_To be done_:
- 1) Duplicate the passage on versine approximations from "Alternatively, if the" up to and including "by Guo Shoujing.".
- 2) Summarize the passage on versine approximations in two sentences.
- 3) Write the next part of the passage on versine approximations, starting after its final sentence.

_Given passage_:

__________________________________________________

Comparison of the versine function with three approximations to the versine functions, for angles ranging from 0 to 2π

Comparison of the versine function with three approximations to the versine functions, for angles ranging from 0 to π/2

When the versine v is small in comparison to the radius r, it may be approximated from the half-chord length L (the distance AC shown above) by the formula
$$v \approx \frac{L^2}{2r}.$$

Alternatively, if the versine is small and the versine, radius, and half-chord length are known, they may be used to estimate the arc length s (AD in the figure above) by the formula
$$s\approx L+\frac{v^2}{r}$$
This formula was known to the Chinese mathematician Shen Kuo, and a more accurate formula also involving the sagitta was developed two centuries later by Guo Shoujing.

__________________________________________________

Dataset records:
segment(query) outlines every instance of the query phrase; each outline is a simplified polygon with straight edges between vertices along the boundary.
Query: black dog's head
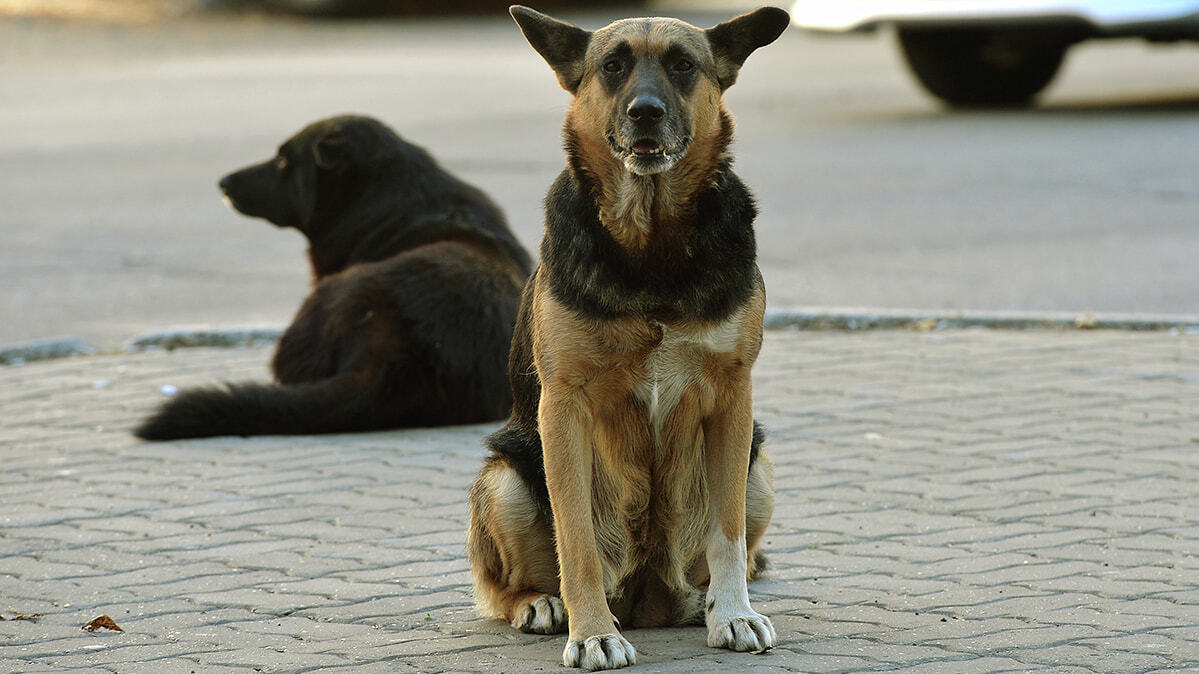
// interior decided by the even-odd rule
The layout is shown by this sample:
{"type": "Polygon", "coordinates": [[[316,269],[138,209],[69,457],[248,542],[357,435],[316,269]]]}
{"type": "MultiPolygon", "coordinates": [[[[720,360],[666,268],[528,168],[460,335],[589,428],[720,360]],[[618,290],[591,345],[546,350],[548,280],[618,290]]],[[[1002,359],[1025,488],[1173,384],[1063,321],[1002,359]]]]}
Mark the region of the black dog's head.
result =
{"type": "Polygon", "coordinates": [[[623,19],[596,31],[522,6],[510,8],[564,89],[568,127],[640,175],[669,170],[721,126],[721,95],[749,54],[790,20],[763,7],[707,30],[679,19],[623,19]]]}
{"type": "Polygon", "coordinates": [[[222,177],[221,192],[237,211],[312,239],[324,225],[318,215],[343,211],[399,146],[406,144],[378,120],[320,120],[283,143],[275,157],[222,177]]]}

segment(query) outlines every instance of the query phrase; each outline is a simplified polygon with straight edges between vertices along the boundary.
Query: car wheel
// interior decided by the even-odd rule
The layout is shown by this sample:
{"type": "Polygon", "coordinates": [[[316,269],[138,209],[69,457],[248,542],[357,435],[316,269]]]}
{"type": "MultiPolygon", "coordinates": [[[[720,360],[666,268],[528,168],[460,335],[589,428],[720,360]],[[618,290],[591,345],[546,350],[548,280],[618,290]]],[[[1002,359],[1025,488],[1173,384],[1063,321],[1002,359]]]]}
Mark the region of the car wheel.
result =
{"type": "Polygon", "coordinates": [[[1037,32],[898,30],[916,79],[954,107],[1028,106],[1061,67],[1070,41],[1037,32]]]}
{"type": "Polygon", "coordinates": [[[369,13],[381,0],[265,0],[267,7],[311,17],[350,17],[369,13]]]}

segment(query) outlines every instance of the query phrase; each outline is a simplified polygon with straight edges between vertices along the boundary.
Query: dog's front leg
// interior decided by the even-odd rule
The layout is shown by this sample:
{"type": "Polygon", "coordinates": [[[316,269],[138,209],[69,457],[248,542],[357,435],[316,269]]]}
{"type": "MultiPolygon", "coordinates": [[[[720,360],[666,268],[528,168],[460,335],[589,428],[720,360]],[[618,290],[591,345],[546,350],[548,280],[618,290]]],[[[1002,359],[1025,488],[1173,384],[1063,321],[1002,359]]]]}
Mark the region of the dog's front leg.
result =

__________________________________________________

_Answers by task_:
- 1)
Alternatively, if the versine is small and the versine, radius, and half-chord length are known, they may be used to estimate the arc length s (AD in the figure above) by the formula
$$s\approx L+\frac{v^2}{r}$$
This formula was known to the Chinese mathematician Shen Kuo, and a more accurate formula also involving the sagitta was developed two centuries later by Guo Shoujing.

- 2) When the versine v is small compared to the radius r, it can be approximated from the half-chord length L by v ≈ L²/(2r), and if the versine is small and the versine, radius, and half-chord length are known, they can estimate the arc length s by s ≈ L + v²/r. That arc-length formula was known to the Chinese mathematician Shen Kuo, and two centuries later Guo Shoujing developed a more accurate formula that also involves the sagitta.

- 3)
A more accurate approximation used in engineering is
$$v\approx \frac{s^\frac{3}{2} L^\frac{1}{2}}{8r}$$

==Arbitrary curves and chords==
The term versine is also sometimes used to describe deviations from straightness in an arbitrary planar curve, of which the above circle is a special case. Given a chord between two points in a curve, the perpendicular distance v from the chord to the curve (usually at the chord midpoint) is called a versine measurement. For a straight line, the versine of any chord is zero, so this measurement characterizes the straightness of the curve. In the limit as the chord length L goes to zero, the ratio 8v/L^{2} goes to the instantaneous curvature. This usage is especially common in rail transport, where it describes measurements of the straightness of the rail tracks and it is the basis of the Hallade method for rail surveying.

The term sagitta (often abbreviated sag) is used similarly in optics, for describing the surfaces of lenses and mirrors.

==See also==
- Trigonometric identities
- Exsecant and excosecant
- Versiera (Witch of Agnesi)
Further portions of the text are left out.